◆ TASK INSTRUCTIONS
Print all the records below verbatim, leaving out the pictures.
>> Start RECORD EXCERPTS
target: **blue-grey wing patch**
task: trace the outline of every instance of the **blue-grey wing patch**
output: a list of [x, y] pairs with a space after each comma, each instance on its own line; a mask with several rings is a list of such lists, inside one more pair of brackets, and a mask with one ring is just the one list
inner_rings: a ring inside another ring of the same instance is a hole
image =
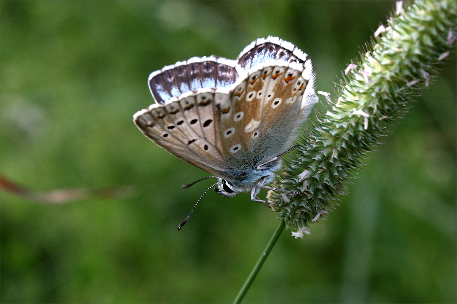
[[230, 88], [238, 79], [235, 66], [234, 60], [214, 56], [194, 57], [152, 73], [149, 90], [156, 103], [164, 104], [199, 89]]
[[238, 56], [238, 62], [241, 69], [247, 70], [271, 60], [282, 61], [285, 65], [296, 62], [304, 68], [308, 59], [305, 53], [291, 43], [270, 36], [257, 39], [246, 47]]

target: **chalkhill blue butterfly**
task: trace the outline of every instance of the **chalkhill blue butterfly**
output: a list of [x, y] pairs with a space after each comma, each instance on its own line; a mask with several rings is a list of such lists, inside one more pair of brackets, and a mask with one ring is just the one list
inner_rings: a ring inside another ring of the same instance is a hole
[[218, 178], [203, 195], [217, 185], [222, 196], [250, 192], [252, 201], [269, 204], [257, 198], [260, 189], [291, 192], [267, 185], [318, 101], [314, 79], [311, 60], [296, 46], [259, 39], [236, 60], [193, 57], [152, 73], [156, 103], [134, 121], [165, 150], [215, 175], [206, 178]]

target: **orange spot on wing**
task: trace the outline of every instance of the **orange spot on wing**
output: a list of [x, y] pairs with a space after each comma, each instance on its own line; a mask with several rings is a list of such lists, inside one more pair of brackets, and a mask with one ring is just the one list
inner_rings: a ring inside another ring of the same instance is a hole
[[286, 82], [286, 83], [288, 83], [295, 78], [295, 76], [289, 76], [288, 77], [286, 77], [285, 78], [284, 78], [284, 81]]

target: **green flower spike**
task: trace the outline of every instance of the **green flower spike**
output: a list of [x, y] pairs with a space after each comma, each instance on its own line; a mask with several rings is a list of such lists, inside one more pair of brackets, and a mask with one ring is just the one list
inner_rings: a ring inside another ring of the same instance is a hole
[[296, 238], [333, 209], [336, 194], [361, 159], [380, 144], [386, 125], [401, 118], [409, 96], [417, 96], [438, 72], [456, 40], [457, 2], [418, 1], [395, 14], [374, 33], [361, 58], [349, 64], [327, 112], [299, 140], [300, 147], [284, 165], [274, 186], [300, 195], [270, 191], [273, 209]]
>> End RECORD EXCERPTS
◆ SOLUTION
target: **blue-grey wing patch**
task: trace the outline of every instance of the **blue-grey wing patch**
output: a list of [x, y] pairs with a space after each comma, each instance on its own line; a mask with several rings is a list of such lists, inside one more pair of brackets, and a mask with one ring is just the one list
inner_rings: a ring inside another ring of the same instance is a hole
image =
[[230, 88], [238, 79], [235, 66], [234, 60], [214, 56], [194, 57], [152, 73], [149, 90], [156, 103], [164, 104], [199, 89]]
[[238, 56], [238, 62], [241, 69], [247, 70], [271, 60], [282, 61], [285, 65], [296, 62], [304, 68], [308, 59], [305, 53], [291, 43], [270, 36], [257, 39], [246, 47]]

target: **chalkhill blue butterfly**
task: trace the outline of every instance of the **chalkhill blue butterfly**
output: a list of [x, y] pairs with a space after each comma, each instance on its own line; a mask with several rings is a list of such lists, inside one more pair of brackets, and a mask with one ring is just the one list
inner_rings: a ring inside another ring of the same instance is a hole
[[218, 178], [203, 195], [217, 185], [222, 196], [250, 192], [252, 201], [269, 204], [257, 198], [260, 189], [291, 192], [267, 185], [318, 101], [314, 79], [311, 60], [296, 46], [259, 39], [236, 60], [193, 57], [152, 73], [156, 103], [134, 121], [165, 150], [215, 175], [206, 178]]

target: **orange spot on wing**
task: trace the outline of every instance of the **orange spot on wing**
output: a list of [x, y] pairs with a space after each comma, each instance on its own line; a mask with several rings is a list of such lists, inside one more pair of brackets, and a mask with one ring is just the one list
inner_rings: a ring inside another ring of the same instance is a hole
[[286, 82], [286, 83], [288, 83], [295, 78], [295, 76], [289, 76], [288, 77], [286, 77], [285, 78], [284, 78], [284, 81]]

target: **green flower spike**
task: trace the outline of every instance of the **green flower spike**
output: a list of [x, y] pairs with a space after each comma, each instance on its own line; a mask with several rings is a list of such lists, inside one more pair of brackets, and a mask with one ring is just the one list
inner_rings: a ring inside another ring of the same instance is a hole
[[296, 238], [333, 209], [336, 194], [361, 159], [380, 144], [386, 125], [401, 118], [409, 96], [417, 96], [438, 72], [456, 40], [457, 2], [418, 1], [395, 14], [374, 33], [361, 58], [349, 64], [327, 112], [299, 140], [300, 147], [284, 165], [274, 186], [300, 195], [270, 191], [273, 209]]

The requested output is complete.